Supplied passage:

★ ★ ★ ★ ★ ★ ★

Charlotte Austen has been in love with her two best friends, Chris and Drew Malcom, since high school, but choosing between them was never an option. The day she said goodbye to them was a painful one, especially since she thought she would never see them again. Ten years and one visit later changes everything.

 

Alaskan tiger shifters, Chris and Drew, have never gotten over Charlotte. The fact that they were both in love with her was never the problem … being destined for a mate, however, was. They reach out to her, hoping to find a way to resume their friendship. The three of them get an unsuspected surprise when they see each other again.

 

The trio’s happy discovery does not come without a price. Jealousy and prejudice threaten to destroy the budding romance. Will Chris and Drew be able to stop the threat before they lose the love of their lives forever?

 

Buy Links:


Amazon ~ Evernight ~ Bookstrand ~ B&N ~ Kobo ~ Amazon UK ~  Amazon Fr

 

 

 

 

 

 

 

Excerpt:

 

Drew pulled her to him and kissed her fiercely. She heard a low growl coming from the back of his throat and that only turned her on more. She had heard growls emanating from them before and quite a bit in the past two days, confusing them for simple male grunting sounds, but now she knew that the sound was a far more primal one. Soon after, his kiss turned playful, as he first licked the top of her lip and then nipped it. She moaned at the sensation and felt her nipples harden against his chest and her belly contracted with excitement, all modesty forgotten.


She had thought about what her first kiss would feel like with them, but her thoughts had paled in comparison with this reality. She moaned again, louder this time, when Drew pulled back slightly and cupped her breasts. Chris moved in closer from behind and began to gift her with kisses to the nape of her neck, gliding his hands up and down her sides.


Drew ended their kiss with another playful bite, but to her bottom lip this time. He exhaled loudly, while she tried to catch her breath. “You should get some more rest,” he said with regret.


“I have done nothing but sleep for the last two days.” Rest was the last thing she wanted right now. “Please don’t stop.”


“Mmm … I can smell her desire,” Chris said right before he tugged on her earlobe with his teeth.


Drew closed his eyes as he inhaled. “You smell delicious.”

★ ★ ★ ★ ★ ★ ★

Information supplied:
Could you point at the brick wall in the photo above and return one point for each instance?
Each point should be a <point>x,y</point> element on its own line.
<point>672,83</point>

★ ★ ★ ★ ★ ★ ★

Goal:
Continue the tiger-shifter romance excerpt from the point where it stops.

Answer to this problem:
“You can—” Charlotte did not have a chance to finish her sentence. Chris tilted her head to deliver another breath-stealing kiss, leaving his hand splayed right under her neck. Charlotte threw her arms up and over behind Chris’s neck.


Drew wasted no time in taking advantage of her inviting position. He cupped her breasts again before bringing them closer together and sucked hard on her nipples in turn. “You have such beautiful breasts,” he murmured against as he continued to lavish his attention on them.


Chris let loose another sexy growl as she tugged on his hair. He used his free hand to glide down her belly, moving the covers away from her body. She nearly convulsed when his fingers made contact with her soaking-wet pussy. She wanted his fingers inside her, but he only toyed with her at first, rubbing her lips, parting them, and then rubbing the wet flesh between. “I want a taste,” he said, cupping her firmly.


She let out an incoherent sound of agreement.


“Lay down, baby,” Drew said, releasing her breasts.


She complied, positioning herself on her back and then she boldly spread her legs in invitation. Chris moved between them. He massaged her breasts and then ran his hands down the length of her torso to her thighs as if his hands were memorizing her body.

 

“You’re so fucking beautiful, Char.”


Drew lay down beside her. “Chris and I are going to acquaint ourselves with every beautiful inch of you, and then when you are ready, we are going to claim you, permanently.”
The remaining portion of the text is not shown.